Lettre ouverte à Nicolas Sarkozy

mardi 24 juillet 2007

Monsieur le Président,

Ce matin lors de votre conférence de presse à l’Elysée, vous avez dit « comprendre l’émotion » des enfants libyens de Bengazi malades du sida. Vous avez dit votre souhait que ces malades soient « soignés et accompagnés ». Vous avez assuré comprendre « la douleur qu’une telle maladie peut représenter ». Le 13 juillet dernier déjà, lors de son déplacement en Libye, votre épouse avait « promis un appui médical et des facilités pour l’obtention de visa pour les familles qui désirent soigner leurs enfants en France ».
Act Up-Paris se réjouit à la fois de la libération des infirmières bulgares et de la sollicitude manifestée par la France envers les enfants libyens de Bengazi. Mais en tant qu’association de malades, au regard de la politique que vous menez en France à l’encontre des personnes atteintes par le VIH, nous sommes désormais en droit de nous poser une question : pour l’Elysée, il y a de bons et de mauvais malades du sida ?

En France, en effet, l’accès aux soins des malades se dégrade, les cas d’étrangerEs malades expulséEs ou misES en rétention se multiplient au mépris de la loi, l’obtention d’une carte de séjour pour soins relève de plus en plus du parcours du combattant.

Depuis le début de cette année 2007, l’Observatoire du droit à la santé des étrangers (ODSE) a eu connaissance du renvoi forcé de nombreuses personnes, malgré les avis des médecins inspecteurs de santé publique, ainsi que de mises en rétention abusives :

 Début juin, deux étrangers séropositifs au VIH ont été placés en rétention en vue de leur expulsion du territoire. Originaires d’Afrique sub-saharienne, ces deux personnes ne peuvent avoir accès à un traitement approprié dans leur pays d’origine et leur expulsion les aurait condamnées à mort. La préfecture du Val-de-Marne, responsable de leur placement, était parfaitement au courant de leur état de santé. Néanmoins, cinq jours d’interventions ont été nécessaires pour obtenir leur libération.

 Lundi 18 juin, après 13 jours de rétention, un étranger souffrant d’une hépatite C active a été expulsé malgré un avis du médecin de l’administration indiquant que son état de santé nécessitait des soins en France, un certificat concordant de son médecin traitant et de nombreuses interventions de nos associations auprès des administrations compétentes.
(source : ODSE www.odse.eu.org)

D’autres cas peuvent également être évoqués :
 Madame Boztroprak, atteinte d’une grave maladie et sa fille Elmaz, qui résidaient à Angers ont été expulsés le 16 mars dernier vers la Turquie.

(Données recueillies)
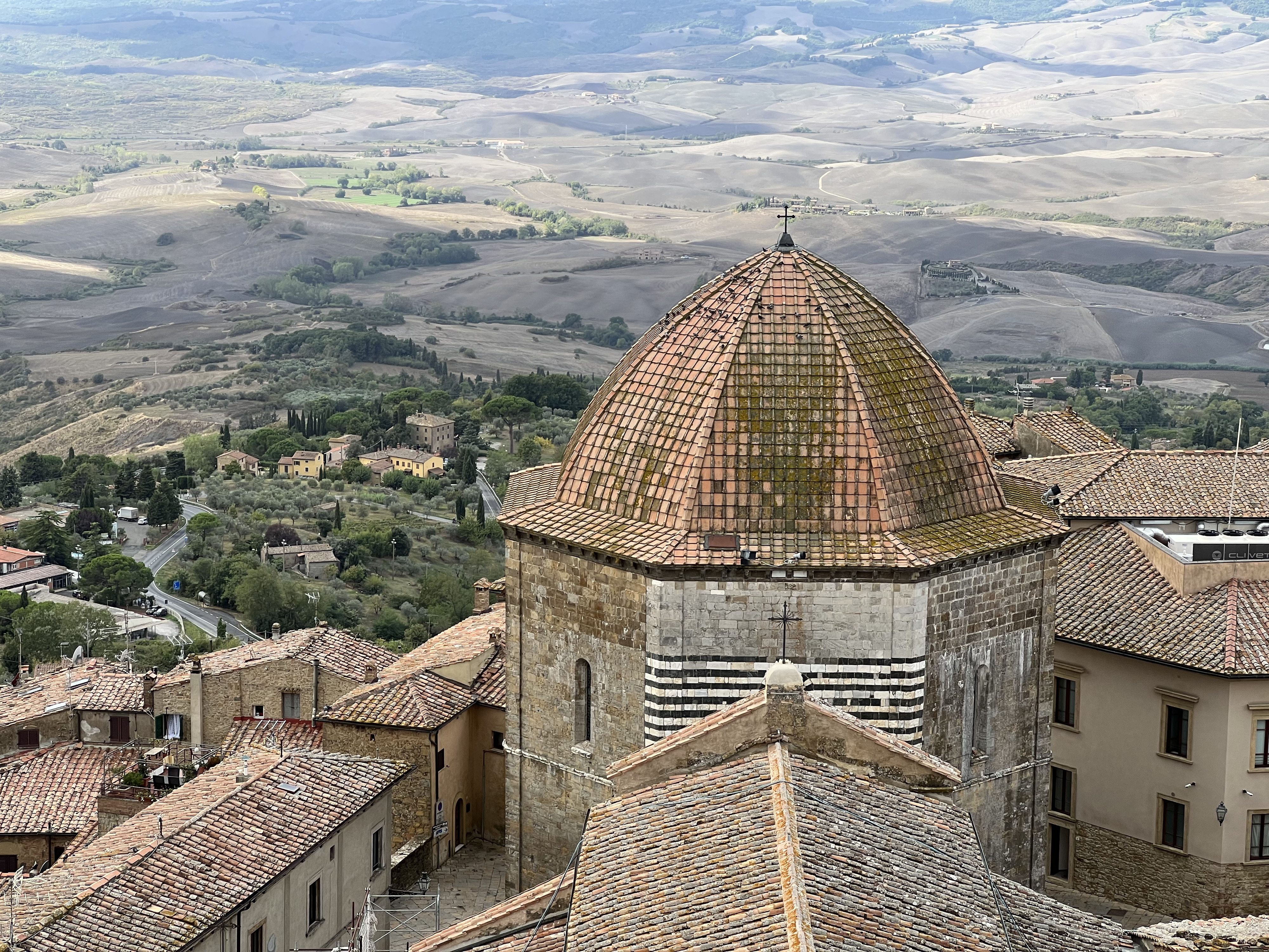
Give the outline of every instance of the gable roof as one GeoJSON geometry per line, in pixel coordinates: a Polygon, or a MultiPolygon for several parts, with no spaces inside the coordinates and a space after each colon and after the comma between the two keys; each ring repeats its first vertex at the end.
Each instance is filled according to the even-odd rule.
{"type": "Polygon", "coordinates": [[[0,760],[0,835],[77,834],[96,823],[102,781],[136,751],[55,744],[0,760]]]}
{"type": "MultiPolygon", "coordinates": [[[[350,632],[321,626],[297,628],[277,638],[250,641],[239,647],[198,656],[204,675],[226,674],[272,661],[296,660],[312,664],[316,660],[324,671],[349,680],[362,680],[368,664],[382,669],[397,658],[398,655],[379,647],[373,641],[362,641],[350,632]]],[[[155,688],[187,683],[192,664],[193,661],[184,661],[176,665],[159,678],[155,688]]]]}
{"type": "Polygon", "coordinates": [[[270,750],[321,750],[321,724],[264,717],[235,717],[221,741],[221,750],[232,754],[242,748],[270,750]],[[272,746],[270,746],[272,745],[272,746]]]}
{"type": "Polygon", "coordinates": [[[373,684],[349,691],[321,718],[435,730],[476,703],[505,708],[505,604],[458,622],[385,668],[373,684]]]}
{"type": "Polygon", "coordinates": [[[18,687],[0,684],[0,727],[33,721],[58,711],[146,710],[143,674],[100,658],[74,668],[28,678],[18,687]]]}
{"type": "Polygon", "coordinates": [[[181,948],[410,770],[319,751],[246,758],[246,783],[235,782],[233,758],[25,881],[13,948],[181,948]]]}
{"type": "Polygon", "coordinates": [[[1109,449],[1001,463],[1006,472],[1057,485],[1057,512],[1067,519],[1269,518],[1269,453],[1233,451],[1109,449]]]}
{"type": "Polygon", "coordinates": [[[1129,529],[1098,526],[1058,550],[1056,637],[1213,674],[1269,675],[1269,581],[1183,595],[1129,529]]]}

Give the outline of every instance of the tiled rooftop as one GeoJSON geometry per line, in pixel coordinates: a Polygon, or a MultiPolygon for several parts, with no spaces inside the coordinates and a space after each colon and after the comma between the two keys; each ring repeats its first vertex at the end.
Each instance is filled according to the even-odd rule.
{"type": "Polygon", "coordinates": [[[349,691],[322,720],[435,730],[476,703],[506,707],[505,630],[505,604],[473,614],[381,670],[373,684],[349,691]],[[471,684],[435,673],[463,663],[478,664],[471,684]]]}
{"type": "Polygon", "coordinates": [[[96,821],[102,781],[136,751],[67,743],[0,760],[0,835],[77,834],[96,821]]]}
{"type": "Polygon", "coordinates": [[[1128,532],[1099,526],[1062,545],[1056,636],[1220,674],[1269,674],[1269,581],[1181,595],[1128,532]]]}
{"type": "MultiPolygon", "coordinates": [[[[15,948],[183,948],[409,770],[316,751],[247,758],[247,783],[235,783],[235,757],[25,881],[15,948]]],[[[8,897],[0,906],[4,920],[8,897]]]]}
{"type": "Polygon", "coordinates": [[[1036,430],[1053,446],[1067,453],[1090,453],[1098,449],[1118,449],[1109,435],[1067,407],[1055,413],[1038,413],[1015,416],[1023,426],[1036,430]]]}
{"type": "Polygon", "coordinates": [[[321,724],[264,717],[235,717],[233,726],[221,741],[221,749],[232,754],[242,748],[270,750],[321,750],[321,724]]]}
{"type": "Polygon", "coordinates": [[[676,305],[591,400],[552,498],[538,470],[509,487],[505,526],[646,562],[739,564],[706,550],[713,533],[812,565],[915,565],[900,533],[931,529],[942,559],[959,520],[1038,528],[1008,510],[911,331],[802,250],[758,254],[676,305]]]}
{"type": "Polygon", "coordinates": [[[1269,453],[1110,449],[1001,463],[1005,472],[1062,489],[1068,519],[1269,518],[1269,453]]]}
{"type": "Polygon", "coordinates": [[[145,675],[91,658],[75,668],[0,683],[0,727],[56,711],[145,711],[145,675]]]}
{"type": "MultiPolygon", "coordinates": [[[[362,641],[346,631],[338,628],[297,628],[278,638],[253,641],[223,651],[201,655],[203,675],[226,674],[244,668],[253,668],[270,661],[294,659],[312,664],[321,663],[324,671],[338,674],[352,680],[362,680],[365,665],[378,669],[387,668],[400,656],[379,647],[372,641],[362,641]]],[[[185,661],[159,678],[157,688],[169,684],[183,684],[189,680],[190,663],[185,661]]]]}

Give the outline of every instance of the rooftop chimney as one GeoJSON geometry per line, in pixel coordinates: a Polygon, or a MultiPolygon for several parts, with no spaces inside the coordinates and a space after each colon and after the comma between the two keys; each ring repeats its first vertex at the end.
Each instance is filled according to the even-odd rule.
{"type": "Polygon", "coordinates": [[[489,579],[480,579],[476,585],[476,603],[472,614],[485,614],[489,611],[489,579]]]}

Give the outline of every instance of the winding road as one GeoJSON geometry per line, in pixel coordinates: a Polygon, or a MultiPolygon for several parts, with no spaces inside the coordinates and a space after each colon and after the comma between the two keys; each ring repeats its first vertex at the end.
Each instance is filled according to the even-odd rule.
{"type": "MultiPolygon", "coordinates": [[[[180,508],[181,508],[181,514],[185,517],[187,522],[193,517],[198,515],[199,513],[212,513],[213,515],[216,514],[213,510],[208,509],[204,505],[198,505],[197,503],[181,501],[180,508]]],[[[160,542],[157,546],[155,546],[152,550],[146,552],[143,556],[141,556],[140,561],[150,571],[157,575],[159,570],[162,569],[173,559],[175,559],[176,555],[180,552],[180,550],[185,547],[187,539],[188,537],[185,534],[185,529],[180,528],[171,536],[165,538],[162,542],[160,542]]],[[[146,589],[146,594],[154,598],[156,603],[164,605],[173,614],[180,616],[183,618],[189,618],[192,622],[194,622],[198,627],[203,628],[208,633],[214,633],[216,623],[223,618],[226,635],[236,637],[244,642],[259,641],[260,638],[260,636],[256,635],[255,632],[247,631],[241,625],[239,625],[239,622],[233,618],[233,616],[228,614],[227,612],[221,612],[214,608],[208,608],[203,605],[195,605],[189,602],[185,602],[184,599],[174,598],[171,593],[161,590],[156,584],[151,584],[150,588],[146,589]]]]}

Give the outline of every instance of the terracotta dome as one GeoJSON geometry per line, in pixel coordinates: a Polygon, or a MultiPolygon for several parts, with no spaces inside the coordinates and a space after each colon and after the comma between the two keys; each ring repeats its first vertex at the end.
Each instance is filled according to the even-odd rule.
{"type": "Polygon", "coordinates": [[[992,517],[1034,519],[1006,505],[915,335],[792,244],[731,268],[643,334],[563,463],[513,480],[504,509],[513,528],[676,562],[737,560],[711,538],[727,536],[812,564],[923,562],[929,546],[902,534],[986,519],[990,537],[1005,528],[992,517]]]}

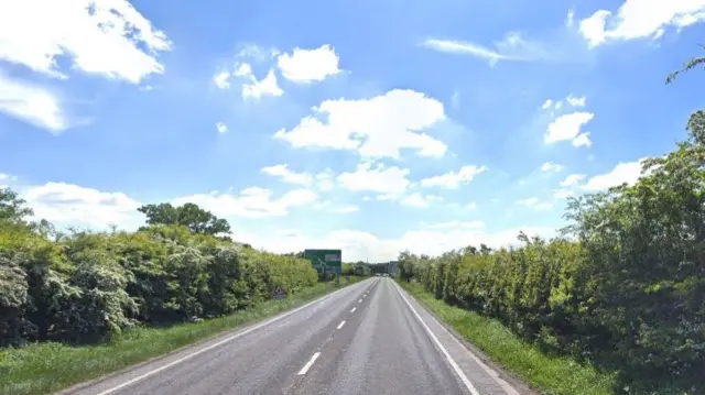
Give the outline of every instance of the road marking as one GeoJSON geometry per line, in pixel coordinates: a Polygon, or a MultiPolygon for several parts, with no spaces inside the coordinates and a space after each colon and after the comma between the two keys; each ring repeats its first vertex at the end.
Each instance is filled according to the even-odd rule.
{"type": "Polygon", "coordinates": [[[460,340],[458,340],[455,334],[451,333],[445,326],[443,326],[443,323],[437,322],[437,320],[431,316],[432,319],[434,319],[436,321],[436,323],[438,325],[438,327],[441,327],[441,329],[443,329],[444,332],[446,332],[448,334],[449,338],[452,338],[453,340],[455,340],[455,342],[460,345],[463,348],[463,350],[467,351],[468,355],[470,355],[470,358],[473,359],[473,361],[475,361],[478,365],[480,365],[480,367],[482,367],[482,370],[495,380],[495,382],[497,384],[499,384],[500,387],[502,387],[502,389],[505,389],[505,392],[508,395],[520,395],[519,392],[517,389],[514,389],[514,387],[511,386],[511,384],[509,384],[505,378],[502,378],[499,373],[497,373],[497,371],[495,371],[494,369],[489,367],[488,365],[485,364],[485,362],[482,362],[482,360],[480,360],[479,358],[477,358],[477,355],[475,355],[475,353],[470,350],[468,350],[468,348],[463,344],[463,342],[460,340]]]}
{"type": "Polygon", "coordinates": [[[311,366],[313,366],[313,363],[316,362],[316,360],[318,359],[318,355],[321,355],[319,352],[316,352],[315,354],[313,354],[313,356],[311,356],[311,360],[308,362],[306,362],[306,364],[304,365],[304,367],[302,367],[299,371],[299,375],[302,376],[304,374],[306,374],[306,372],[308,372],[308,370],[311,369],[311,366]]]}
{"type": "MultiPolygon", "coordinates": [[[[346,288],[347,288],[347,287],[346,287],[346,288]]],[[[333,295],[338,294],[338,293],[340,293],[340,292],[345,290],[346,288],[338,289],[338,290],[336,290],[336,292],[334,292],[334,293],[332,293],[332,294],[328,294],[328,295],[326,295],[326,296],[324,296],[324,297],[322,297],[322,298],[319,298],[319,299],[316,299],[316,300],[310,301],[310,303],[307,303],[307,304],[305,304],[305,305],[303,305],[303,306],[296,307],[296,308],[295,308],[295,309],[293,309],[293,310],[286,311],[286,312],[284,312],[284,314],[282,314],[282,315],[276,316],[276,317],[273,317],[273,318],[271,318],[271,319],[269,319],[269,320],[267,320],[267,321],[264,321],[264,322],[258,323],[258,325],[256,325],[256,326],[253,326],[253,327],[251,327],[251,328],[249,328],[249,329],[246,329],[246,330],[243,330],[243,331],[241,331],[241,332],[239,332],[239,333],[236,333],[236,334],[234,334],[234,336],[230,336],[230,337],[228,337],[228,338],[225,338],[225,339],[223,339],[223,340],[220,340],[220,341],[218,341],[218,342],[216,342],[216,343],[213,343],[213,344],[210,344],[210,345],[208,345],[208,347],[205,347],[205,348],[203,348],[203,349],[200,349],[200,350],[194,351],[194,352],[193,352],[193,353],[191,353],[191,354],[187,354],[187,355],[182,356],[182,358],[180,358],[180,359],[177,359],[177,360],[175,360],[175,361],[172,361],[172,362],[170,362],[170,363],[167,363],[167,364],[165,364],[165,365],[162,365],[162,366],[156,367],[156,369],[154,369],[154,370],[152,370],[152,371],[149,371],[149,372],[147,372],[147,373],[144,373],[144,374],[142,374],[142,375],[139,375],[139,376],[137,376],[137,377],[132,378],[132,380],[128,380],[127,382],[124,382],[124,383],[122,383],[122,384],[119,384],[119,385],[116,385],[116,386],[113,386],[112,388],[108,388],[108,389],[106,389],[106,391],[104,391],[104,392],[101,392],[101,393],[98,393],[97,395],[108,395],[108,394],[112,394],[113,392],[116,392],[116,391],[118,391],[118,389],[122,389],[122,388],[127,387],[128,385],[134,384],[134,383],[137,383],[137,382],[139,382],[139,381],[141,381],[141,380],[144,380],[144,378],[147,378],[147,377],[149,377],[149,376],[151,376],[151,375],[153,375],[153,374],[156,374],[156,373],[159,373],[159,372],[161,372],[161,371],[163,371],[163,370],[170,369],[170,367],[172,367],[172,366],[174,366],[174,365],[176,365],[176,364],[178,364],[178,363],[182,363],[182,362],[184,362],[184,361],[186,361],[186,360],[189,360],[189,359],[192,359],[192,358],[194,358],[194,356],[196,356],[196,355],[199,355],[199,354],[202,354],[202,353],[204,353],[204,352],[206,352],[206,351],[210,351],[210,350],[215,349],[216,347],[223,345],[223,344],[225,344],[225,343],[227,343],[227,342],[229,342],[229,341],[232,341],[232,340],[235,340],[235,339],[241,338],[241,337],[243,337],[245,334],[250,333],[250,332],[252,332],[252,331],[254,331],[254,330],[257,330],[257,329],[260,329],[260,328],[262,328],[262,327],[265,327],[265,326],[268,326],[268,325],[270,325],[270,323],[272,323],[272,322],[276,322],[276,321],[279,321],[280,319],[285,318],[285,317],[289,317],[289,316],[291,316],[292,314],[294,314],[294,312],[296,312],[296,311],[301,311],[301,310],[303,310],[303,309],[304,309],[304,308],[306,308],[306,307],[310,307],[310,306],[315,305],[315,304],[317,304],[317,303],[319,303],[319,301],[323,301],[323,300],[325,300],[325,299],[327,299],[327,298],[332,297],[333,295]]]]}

**Consigne**
Relevez tous les passages que la lettre ouverte à Nicolas Sarkozy place entre guillemets.

**Réponse**
- « comprendre l’émotion »
- « soignés et accompagnés »
- « la douleur qu’une telle maladie peut représenter »
- « promis un appui médical et des facilités pour l’obtention de visa pour les familles qui désirent soigner leurs enfants en France »